Nothing but an exact repeat of the entries below should appear in your answer.

****************

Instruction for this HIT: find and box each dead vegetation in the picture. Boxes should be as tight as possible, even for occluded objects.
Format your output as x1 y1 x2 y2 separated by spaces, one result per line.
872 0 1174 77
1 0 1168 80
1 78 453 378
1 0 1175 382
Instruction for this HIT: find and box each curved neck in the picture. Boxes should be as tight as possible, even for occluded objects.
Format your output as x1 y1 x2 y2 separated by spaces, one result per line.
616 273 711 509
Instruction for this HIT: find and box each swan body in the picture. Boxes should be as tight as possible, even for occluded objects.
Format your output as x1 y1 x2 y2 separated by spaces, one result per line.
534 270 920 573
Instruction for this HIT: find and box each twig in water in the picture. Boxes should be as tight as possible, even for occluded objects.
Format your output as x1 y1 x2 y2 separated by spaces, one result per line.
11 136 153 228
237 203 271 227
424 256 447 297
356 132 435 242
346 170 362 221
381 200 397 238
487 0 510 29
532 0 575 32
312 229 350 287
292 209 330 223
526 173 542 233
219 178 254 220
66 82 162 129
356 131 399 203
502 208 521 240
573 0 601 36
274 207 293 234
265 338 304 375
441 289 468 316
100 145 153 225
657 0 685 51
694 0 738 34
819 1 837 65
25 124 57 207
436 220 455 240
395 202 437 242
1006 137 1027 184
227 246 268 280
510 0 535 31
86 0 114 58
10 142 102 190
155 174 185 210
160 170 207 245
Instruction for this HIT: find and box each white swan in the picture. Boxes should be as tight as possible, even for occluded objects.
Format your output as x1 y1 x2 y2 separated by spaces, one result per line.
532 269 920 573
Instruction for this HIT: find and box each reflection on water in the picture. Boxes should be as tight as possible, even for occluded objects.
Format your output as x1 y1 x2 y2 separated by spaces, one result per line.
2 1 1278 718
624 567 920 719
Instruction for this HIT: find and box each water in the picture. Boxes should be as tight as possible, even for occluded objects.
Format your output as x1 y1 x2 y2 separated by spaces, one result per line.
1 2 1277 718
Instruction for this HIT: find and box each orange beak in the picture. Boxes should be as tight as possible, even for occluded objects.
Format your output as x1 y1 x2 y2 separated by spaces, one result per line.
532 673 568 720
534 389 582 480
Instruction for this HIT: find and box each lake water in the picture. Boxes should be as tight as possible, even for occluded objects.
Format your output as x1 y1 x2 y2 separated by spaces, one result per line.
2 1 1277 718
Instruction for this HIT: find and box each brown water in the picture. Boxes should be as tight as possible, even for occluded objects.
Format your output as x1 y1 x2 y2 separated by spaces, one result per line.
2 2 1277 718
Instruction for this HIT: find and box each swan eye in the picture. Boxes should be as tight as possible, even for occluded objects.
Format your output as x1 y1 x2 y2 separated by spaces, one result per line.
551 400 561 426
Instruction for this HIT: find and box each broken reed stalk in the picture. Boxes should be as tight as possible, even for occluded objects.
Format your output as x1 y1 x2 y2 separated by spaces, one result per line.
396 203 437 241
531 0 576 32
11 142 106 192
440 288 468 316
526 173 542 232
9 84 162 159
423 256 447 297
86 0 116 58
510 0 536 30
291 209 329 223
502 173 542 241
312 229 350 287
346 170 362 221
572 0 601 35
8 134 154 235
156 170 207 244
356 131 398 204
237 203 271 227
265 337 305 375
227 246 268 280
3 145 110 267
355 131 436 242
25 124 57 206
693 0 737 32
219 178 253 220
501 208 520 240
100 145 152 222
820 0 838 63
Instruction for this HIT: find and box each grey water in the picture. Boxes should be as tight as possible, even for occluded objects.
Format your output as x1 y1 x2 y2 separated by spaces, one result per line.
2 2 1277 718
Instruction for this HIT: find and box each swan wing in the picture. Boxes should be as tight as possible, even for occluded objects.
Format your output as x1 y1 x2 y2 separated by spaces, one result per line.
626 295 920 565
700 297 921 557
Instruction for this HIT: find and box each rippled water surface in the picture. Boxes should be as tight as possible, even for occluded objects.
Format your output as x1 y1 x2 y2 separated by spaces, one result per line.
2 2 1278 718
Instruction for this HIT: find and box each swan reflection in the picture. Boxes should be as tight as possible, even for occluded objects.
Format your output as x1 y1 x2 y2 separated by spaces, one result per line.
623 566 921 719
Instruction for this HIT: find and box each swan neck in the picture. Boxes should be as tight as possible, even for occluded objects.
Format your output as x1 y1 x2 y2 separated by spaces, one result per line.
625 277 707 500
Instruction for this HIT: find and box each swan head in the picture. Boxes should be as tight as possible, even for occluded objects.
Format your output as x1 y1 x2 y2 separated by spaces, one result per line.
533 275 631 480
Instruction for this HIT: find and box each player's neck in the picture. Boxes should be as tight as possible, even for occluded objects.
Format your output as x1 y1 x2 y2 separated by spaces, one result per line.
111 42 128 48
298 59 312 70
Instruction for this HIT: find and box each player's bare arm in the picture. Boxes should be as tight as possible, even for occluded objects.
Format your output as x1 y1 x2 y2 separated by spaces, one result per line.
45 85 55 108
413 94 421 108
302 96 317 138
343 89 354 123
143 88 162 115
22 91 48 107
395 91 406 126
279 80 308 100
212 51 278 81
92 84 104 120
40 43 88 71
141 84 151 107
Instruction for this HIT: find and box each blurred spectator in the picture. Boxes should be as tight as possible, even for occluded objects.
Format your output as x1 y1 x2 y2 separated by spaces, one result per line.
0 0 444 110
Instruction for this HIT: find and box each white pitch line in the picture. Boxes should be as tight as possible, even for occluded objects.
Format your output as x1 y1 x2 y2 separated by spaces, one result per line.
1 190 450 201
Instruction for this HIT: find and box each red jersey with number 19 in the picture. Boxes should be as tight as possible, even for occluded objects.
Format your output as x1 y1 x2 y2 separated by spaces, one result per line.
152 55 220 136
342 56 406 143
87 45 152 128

****************

▶ Solved problem
Instruction for this HIT: find and box each dead vegetation in the picture. Boxes should be as tight as possible, even for occluded objects.
Format your output as x1 y1 x2 y2 separated by spaces, one result per line.
872 0 1174 77
1 0 1168 80
1 78 453 378
1 0 1175 382
Instruction for this HIT: find and box each curved neck in the picture. Boxes should be as tight as possible, even for occluded objects.
Format your output as x1 y1 x2 y2 separated by spaces, one result per line.
616 273 711 509
Instruction for this HIT: find and box each swan body in the picture. Boxes should be as tight as possible, even for occluded objects.
Format your output as x1 y1 x2 y2 separated by spaces, one result per line.
534 270 920 573
Instruction for this HIT: find and box each twig in water in the picture. Boxes should be as tight as possible, even for occluded objects.
Format your output as x1 y1 x2 y2 separated by spaces, one result per line.
11 136 153 228
237 203 271 227
424 256 447 297
356 132 435 242
346 170 362 221
381 200 397 238
487 0 510 29
532 0 575 32
312 229 350 287
292 209 330 223
526 173 542 233
219 178 254 220
66 82 162 129
356 131 399 203
502 208 521 240
573 0 601 36
274 207 293 234
265 338 304 375
441 289 468 316
100 145 153 225
657 0 685 51
694 0 738 34
819 1 837 65
25 124 57 207
436 220 455 240
395 202 437 242
1006 137 1027 184
227 246 268 280
510 0 535 31
86 0 114 58
10 142 102 190
155 174 185 210
160 170 207 245
Instruction for this HIT: find and box each white swan in the picture. Boxes should be as tight as possible, even for occluded objects.
Format your output as x1 y1 x2 y2 separated by spaces, one result per line.
532 269 920 573
Instruction for this HIT: find and box each reflection on water in the picture. Boxes should be as tight as possible, even for occluded objects.
Format your output as x1 y1 x2 y2 separated by spaces, one result per line.
2 1 1278 718
624 567 920 719
Instruction for this HIT: find and box each water in the picture. Boxes should be as tight as possible, even for occluded objects.
Format your output as x1 y1 x2 y2 separated by spaces, one result per line.
1 2 1277 718
Instruction for this HIT: find and box each orange beak in the picture. Boxes should be as tight as possible, even for occluded objects.
Format your output as x1 y1 x2 y2 separated by spaces, one result per line.
532 673 568 720
534 389 582 480
Instruction for this HIT: find and box each lake water in the picture. Boxes should be as tight as possible, even for occluded objects.
Format your output as x1 y1 x2 y2 separated by spaces, one result per line.
2 1 1277 718
Instruction for this HIT: find and box each brown water in the picture. Boxes should be as tight as possible, even for occluded objects.
Format your output as x1 y1 x2 y2 separated by spaces, one result per line.
2 2 1277 718
Instruction for this HIT: find and box each swan eye in the picture. Boxes should be as tight as possible, even for occluded objects.
Format your output as x1 y1 x2 y2 separated by spaces, one result per line.
551 400 561 426
Instruction for this HIT: find and box each broken reed stalk in the picture. Boxes should be as tight as possible, even for occluded objects.
Format your output as x1 y1 x2 y2 separated by spaces, one result per line.
396 203 437 241
531 0 576 32
11 142 106 192
440 288 468 316
526 173 542 232
9 84 162 159
423 256 447 297
86 0 116 58
510 0 536 30
291 209 329 223
502 173 542 241
312 229 350 287
346 170 362 221
572 0 601 35
8 134 154 235
156 170 207 244
356 131 398 204
237 203 271 227
265 337 305 375
227 246 268 280
3 145 110 267
355 131 436 242
25 124 57 206
693 0 737 32
219 178 253 220
501 208 520 240
100 145 152 222
820 0 838 63
Instruction for this HIT: find and box each grey water in the picture. Boxes should be as tight as possible, even for occluded objects.
Format your output as x1 y1 x2 y2 separated by spaces, one result per line.
2 2 1277 718
Instruction for this HIT: find and box each swan wing in the picture. Boxes should be as tight as possible, even for occluded objects.
Format your output as x1 y1 x2 y2 separated by spaces, one result per line.
626 295 920 565
700 297 921 557
Instruction for this HIT: find and box each rippled water surface in the picture. Boxes should be as tight as possible, even for occluded objects.
Format your output as x1 y1 x2 y2 separated by spaces, one result per line.
2 2 1278 718
Instruction for this HIT: find and box each swan reflection in the picture. Boxes should be as tight as possible, even for occluded objects.
Format your output as x1 y1 x2 y2 separated by spaces, one result per line.
623 566 921 719
Instruction for this HIT: find and box each swan neck in the picture. Boxes should be as tight as possible, even for occluded objects.
Format your output as x1 y1 x2 y2 separated by spaces, one result per line.
625 277 707 500
Instruction for this HIT: find and box each swan head in the picture. Boxes should be as tight as possible, even for occluded objects.
Format your output as x1 y1 x2 y2 separated by spaces, one result per line.
533 275 631 480
Instruction for this HIT: find and box each player's neck in the picture. Boxes should be as tight as possible, even for occluded objects.
Format your output as x1 y1 x2 y2 separated by spaces, one result per line.
111 42 128 48
298 59 312 70
Instruction for this HIT: find and box each player's bare arm in the picture. Boxes should be as tight as possible, even for occluded objects.
Format your output as x1 y1 x2 y2 separated by spaces, one result per line.
45 85 55 108
413 94 421 108
302 96 317 138
343 89 354 123
143 88 162 115
22 91 48 107
395 91 406 126
279 80 308 100
212 51 278 81
92 84 104 120
40 43 88 71
141 84 151 107
Instruction for this HIT: find and box each blurred spectator in the picture. Boxes should be as tight as possible, even for occluded objects.
Format your output as x1 y1 x2 y2 separated by spaces, one result per line.
0 0 444 110
Instruction for this HIT: find and box each white pitch line in the picture. Boxes should be as tight as possible, even for occluded objects.
Format your output as x1 y1 x2 y2 separated by spaces, one result per line.
1 190 450 201
Instruction for this HIT: find and box each red jersey with number 19 in the picture. Boxes should be as tight as possible, even for occluded objects.
Format your output as x1 y1 x2 y2 separated by spaces, one result per line.
152 55 220 136
342 56 406 143
87 45 152 128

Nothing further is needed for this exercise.